◆ Sayfa metni
Başbakan Ünal Üstel, Kuzey Kıbrıs Türk Cumhuriyeti ile Türkiye arasında imzalanan “Uluslararası Enerji Protokolü”nün; “Hem Kuzey Kıbrıs Türk Cumhuriyeti hem de Türkiye Cumhuriyeti adına tarihe geçecek asrın ikinci en büyük projesi” olduğunu vurguladı.
Üstel, “Attığımız imzalarla, Türkiye Cumhuriyeti’nde ve Kuzey Kıbrıs Türk Cumhuriyeti’nde üretilen elektriğin karşılıklı olarak her iki ülkeye kablo ile iletilmesinin önü açılmıştır. Bu adım Doğu Akdeniz’de güç dengelerini yeniden düzenleyebilecek kadar önemli ve tarihi bir adımdır” ifadelerini kullandı.
Başbakan Ünal Üstel, Kuzey Kıbrıs Türk Cumhuriyeti ile Türkiye arasında imzalanan “Uluslararası Enerji Protokolü” ve “Kıb-Tek ile AKSA arasında imzalanan sözleşme” ile ilgili açıklamalarda bulundu.
Başbakan Ünal Üstel, yazılı açıklamasında, hem Kuzey Kıbrıs Türk Cumhuriyeti hem de Türkiye Cumhuriyeti adına “tarihe geçecek, KKTC’yi, Türkiye yüzyılının gerçek bir parçası yapacak asrın ikinci en büyük projesi” olan kablo ile Türkiye’den elektrik enerjisi getirilmesi projesinin ilk adımlarını attıklarını kaydetti.

◆ Görev listesi
1 > Enerji protokolü haberine göre Üstel, imzalarla atılan adımı neden önemli ve tarihi buluyor? Bir ile üç cümle arasında açıklayın.
2 > Enerji protokolü haberine göre şu soruları yanıtlayın:
(a) Üstel, protokolü hangi ifadeyle nitelendiriyor?
(b) Üstel açıklamasını hangi biçimde yaptı?
(c) Üstel, protokolün yanı sıra hangi sözleşmeyle ilgili açıklamada bulundu?
3 > Enerji protokolü haberini son cümleden sonrasıyla sürdürün.
Bundan sonra gelen satırlar, yukarıdaki metinden ayrı bir malzemedir.

◆ Veri kesiti
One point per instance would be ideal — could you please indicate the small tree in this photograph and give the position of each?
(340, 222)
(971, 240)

◆ Beklenen yanıtlar
1 > Üstel'e göre atılan imzalarla Türkiye'de ve KKTC'de üretilen elektriğin iki ülke arasında karşılıklı olarak kabloyla iletilmesinin önü açılmıştır. Bu adım, Doğu Akdeniz'deki güç dengelerini yeniden düzenleyebilecek kadar önemlidir.

2 >
(a) Tarihe geçecek "asrın ikinci en büyük projesi" olarak nitelendiriyor.
(b) Yazılı bir açıklama yaptı.
(c) Kıb-Tek ile AKSA arasında imzalanan sözleşmeyle ilgili açıklamada bulundu.

3 >
-“30 yıllık bir hayali de gerçeğe dönüştürmüş oluyoruz”
“Böylelikle 1984 yılından bugüne hemen hemen tüm işbirliği anlaşmalarına konu olan 30 yıllık bir hayali de gerçeğe dönüştürmüş oluyoruz” diyen Üstel, şöyle devam etti:
“Türkiye’den Kuzey Kıbrıs Türk Cumhuriyeti’ne deniz altından kablo ile elektrik enerjisi getirilmesi ve enterkonnekte sisteme geçilmesi projesiyle ilgili imzalanan mutabakat zaptı sayesinde, bu büyük proje artık bir hayal olmaktan çıkıyor ve gerçeğe dönüşme yolunda emin adımlarla ilerlemeye başlıyor.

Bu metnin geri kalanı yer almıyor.